╭─ Data records

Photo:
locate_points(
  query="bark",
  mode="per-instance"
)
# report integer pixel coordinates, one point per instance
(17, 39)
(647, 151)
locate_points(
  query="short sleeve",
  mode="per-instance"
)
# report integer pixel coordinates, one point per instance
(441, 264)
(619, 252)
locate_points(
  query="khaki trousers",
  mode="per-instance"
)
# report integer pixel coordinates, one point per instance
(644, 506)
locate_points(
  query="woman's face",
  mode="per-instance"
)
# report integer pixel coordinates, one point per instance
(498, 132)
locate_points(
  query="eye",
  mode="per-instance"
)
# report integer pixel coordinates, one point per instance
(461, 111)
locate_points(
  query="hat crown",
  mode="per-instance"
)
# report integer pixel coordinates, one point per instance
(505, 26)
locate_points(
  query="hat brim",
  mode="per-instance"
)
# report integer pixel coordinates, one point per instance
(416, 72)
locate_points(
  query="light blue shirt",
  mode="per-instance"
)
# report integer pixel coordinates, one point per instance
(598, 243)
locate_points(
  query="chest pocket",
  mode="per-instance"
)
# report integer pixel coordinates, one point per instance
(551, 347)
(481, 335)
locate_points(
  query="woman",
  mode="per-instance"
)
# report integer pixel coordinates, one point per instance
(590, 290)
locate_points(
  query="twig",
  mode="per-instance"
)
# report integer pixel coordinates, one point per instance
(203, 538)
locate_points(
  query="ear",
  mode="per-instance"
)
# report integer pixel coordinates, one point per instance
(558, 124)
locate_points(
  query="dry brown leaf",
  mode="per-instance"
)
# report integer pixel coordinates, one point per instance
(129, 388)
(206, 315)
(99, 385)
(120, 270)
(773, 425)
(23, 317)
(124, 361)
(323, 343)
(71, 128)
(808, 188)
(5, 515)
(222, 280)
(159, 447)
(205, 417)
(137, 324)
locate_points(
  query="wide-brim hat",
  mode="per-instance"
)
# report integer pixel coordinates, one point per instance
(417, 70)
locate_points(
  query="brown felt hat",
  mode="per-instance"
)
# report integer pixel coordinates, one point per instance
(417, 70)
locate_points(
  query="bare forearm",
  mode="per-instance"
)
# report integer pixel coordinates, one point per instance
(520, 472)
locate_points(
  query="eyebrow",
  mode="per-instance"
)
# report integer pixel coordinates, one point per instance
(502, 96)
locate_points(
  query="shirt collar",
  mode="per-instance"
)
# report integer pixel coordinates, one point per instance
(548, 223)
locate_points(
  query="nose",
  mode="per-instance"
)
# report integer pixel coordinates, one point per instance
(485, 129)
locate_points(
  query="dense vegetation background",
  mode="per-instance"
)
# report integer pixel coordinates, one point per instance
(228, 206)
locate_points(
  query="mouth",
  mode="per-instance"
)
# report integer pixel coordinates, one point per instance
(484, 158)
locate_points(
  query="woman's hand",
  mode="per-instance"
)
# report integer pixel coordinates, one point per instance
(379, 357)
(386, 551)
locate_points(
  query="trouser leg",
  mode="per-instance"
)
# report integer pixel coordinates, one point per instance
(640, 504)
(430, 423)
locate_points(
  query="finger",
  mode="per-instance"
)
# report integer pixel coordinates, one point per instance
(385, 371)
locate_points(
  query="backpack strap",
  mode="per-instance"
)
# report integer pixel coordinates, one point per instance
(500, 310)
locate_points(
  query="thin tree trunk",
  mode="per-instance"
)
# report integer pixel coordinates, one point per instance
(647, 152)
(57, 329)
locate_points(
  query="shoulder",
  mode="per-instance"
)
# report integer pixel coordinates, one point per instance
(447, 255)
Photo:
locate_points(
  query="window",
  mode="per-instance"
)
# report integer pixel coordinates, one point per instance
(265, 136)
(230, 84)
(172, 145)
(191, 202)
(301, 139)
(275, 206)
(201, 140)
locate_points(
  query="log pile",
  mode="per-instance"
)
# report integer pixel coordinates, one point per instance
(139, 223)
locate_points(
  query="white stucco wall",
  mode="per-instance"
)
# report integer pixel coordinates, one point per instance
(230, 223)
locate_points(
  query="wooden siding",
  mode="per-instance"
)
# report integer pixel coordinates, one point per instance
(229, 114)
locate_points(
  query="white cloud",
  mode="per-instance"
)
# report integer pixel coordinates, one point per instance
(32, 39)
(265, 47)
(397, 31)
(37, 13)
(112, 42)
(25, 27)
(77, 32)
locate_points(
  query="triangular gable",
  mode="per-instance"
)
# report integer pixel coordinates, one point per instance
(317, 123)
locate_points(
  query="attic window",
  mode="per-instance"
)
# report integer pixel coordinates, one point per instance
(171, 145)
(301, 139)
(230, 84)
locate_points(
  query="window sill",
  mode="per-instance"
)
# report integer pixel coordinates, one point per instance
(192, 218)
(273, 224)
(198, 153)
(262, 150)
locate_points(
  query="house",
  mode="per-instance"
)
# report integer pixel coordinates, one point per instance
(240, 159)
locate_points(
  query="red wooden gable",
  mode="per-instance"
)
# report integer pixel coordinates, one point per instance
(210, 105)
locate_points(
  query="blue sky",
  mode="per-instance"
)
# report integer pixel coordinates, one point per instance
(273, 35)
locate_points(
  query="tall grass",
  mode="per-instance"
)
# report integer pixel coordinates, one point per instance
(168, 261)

╰─
╭─ Data records

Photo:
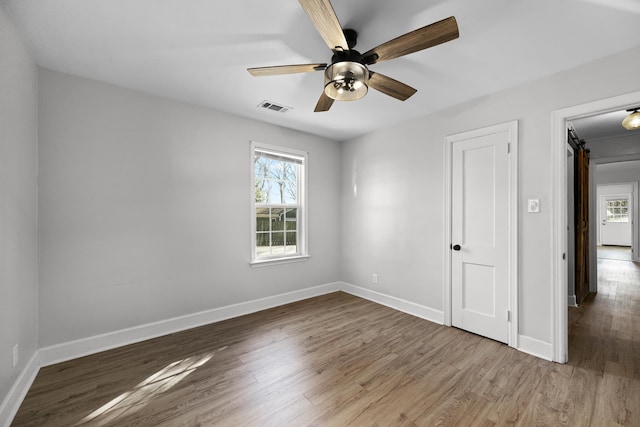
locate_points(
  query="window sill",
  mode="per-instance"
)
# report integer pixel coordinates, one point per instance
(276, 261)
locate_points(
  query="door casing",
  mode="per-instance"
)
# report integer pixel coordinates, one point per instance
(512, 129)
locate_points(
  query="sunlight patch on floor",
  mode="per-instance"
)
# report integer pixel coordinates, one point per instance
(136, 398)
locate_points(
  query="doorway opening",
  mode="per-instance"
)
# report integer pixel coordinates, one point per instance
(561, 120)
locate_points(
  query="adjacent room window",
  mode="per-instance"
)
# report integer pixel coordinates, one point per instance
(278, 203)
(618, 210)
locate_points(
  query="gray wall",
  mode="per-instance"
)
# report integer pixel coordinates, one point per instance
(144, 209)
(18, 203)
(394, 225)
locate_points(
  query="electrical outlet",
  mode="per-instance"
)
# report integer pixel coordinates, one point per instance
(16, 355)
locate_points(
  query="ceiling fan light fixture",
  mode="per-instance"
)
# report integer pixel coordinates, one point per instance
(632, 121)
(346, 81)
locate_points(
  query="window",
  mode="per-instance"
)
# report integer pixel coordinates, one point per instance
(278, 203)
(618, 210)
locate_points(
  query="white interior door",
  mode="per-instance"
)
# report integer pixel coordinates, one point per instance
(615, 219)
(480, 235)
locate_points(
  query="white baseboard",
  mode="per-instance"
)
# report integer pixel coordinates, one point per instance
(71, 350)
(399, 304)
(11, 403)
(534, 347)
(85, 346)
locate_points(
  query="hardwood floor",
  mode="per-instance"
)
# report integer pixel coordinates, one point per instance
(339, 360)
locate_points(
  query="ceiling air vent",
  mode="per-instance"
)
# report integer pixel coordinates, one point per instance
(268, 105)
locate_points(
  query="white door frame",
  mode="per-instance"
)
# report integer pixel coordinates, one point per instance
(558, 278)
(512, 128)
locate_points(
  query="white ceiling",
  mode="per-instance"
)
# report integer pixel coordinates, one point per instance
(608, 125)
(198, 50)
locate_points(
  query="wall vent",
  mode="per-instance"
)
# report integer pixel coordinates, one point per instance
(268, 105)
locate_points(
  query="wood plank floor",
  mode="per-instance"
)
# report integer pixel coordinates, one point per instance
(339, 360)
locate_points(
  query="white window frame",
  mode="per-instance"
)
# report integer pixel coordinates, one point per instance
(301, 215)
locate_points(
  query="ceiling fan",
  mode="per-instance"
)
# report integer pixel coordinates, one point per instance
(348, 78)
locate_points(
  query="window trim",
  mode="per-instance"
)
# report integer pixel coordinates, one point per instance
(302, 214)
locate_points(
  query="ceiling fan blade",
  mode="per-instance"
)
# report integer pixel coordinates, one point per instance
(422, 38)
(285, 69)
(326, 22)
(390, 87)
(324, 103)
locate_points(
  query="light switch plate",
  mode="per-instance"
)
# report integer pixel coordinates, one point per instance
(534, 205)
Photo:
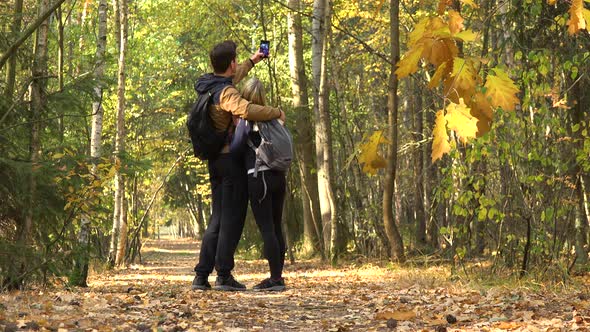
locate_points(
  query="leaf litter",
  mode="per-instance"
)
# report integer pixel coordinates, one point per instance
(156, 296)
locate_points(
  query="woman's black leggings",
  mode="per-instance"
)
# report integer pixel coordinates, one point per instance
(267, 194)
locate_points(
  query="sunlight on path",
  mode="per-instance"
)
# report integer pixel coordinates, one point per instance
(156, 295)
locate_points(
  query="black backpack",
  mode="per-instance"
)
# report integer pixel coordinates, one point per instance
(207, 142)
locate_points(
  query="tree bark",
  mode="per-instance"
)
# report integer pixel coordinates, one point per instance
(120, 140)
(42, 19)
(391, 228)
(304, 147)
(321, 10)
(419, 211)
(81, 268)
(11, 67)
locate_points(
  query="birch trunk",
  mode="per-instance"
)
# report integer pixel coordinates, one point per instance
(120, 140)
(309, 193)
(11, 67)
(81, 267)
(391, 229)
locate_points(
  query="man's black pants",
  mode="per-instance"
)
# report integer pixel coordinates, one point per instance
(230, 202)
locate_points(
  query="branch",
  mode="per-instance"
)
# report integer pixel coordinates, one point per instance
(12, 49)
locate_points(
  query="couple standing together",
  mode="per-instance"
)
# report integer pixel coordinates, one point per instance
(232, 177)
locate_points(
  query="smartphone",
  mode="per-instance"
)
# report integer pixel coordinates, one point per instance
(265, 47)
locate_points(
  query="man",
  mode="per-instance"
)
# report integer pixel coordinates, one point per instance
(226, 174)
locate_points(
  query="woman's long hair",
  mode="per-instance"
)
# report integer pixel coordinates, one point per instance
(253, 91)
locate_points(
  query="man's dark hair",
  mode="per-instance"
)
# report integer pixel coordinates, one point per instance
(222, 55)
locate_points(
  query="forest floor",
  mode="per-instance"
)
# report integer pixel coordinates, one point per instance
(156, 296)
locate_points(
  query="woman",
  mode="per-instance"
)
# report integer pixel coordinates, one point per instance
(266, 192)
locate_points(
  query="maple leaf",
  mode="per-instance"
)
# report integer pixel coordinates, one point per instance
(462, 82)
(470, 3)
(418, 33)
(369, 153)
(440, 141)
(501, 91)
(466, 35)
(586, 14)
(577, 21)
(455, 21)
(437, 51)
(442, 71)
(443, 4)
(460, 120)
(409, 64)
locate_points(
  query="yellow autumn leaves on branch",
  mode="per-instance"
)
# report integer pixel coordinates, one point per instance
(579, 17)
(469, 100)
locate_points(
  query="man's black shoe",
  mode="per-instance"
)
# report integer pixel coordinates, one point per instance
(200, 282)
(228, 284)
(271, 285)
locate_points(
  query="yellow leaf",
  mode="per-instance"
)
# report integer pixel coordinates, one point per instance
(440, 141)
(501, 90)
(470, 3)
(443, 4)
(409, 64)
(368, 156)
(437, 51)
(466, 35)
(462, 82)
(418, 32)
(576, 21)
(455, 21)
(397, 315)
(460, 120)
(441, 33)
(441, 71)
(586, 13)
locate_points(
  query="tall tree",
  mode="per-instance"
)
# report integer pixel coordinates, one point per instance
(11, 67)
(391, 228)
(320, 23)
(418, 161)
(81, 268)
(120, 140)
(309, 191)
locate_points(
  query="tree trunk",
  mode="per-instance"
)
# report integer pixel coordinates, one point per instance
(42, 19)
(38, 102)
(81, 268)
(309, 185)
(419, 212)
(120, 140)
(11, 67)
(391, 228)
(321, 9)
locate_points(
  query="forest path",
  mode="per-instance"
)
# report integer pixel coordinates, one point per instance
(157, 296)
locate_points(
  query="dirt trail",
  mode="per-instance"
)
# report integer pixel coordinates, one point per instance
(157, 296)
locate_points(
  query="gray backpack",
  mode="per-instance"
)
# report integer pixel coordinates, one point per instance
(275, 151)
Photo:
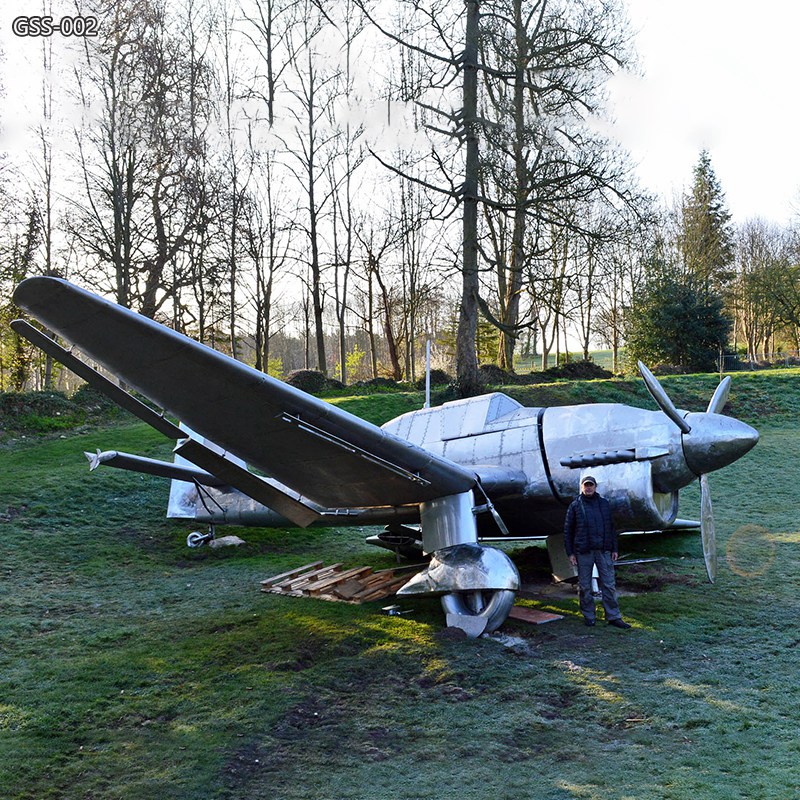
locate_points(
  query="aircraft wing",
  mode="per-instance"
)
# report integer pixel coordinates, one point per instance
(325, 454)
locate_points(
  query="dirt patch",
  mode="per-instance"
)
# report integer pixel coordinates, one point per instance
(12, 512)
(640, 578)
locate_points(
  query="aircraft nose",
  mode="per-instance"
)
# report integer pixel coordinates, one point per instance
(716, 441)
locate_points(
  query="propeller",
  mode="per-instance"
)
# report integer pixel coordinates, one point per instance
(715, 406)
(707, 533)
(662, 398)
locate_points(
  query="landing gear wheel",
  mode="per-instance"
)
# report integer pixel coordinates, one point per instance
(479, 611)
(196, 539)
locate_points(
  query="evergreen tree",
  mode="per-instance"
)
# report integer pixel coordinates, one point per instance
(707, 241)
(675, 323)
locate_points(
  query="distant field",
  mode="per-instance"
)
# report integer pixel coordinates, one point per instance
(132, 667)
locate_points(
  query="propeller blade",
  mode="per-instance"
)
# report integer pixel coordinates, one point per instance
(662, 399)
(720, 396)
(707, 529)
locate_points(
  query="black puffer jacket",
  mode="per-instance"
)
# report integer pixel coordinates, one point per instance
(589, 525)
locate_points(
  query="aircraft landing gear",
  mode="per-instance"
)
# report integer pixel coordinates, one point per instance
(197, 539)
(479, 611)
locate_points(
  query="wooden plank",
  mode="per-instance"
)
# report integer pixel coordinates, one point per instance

╰─

**To do**
Collect every line of the records that contains the string "blue", treating uppercase and lowercase letters as distinct.

**The result**
  query="light blue shirt",
  query="blue sky",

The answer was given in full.